## Segmentation labeling entries
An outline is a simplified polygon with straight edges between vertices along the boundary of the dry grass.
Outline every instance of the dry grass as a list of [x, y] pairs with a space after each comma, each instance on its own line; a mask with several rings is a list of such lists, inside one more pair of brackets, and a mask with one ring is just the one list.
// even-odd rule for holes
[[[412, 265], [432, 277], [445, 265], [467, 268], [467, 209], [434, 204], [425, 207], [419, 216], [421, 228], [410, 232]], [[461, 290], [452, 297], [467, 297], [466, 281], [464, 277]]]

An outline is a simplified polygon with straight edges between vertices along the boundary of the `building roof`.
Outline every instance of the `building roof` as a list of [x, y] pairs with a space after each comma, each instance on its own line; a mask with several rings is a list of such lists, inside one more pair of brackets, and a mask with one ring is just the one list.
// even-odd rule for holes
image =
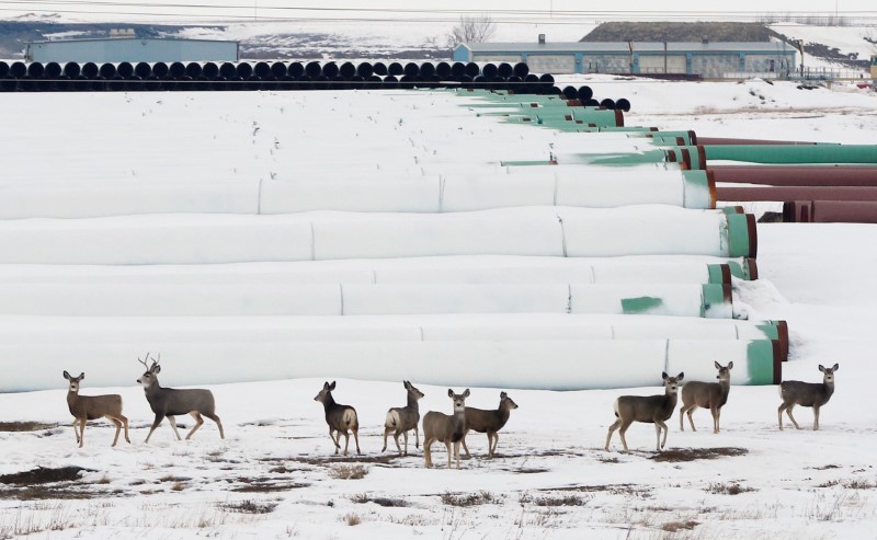
[[[472, 53], [618, 53], [629, 54], [627, 42], [464, 43]], [[795, 53], [784, 42], [668, 42], [669, 53]], [[663, 42], [634, 42], [636, 53], [663, 53]]]

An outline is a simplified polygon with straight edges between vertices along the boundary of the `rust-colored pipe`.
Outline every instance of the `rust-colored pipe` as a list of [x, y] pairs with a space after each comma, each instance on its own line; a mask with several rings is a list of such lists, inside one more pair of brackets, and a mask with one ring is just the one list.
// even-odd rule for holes
[[698, 145], [817, 145], [800, 140], [730, 139], [727, 137], [697, 137]]
[[875, 186], [716, 187], [718, 200], [874, 200]]
[[877, 166], [710, 166], [716, 182], [777, 186], [877, 186]]

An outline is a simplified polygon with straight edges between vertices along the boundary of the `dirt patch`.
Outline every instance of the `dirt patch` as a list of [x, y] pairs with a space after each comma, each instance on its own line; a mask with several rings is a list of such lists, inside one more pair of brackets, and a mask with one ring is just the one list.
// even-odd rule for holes
[[656, 453], [649, 459], [653, 461], [696, 461], [698, 459], [718, 459], [718, 458], [733, 458], [737, 456], [745, 456], [749, 450], [745, 448], [680, 448], [679, 450], [664, 450]]
[[55, 429], [58, 425], [45, 422], [0, 422], [0, 432], [42, 432]]

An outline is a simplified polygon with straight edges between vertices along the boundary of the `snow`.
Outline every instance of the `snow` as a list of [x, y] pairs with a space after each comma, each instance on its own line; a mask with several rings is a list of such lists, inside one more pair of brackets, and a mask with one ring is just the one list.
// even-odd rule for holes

## Requirement
How many lines in the listing above contain the string "patch"? Reply with the number alone.

## Output for this task
2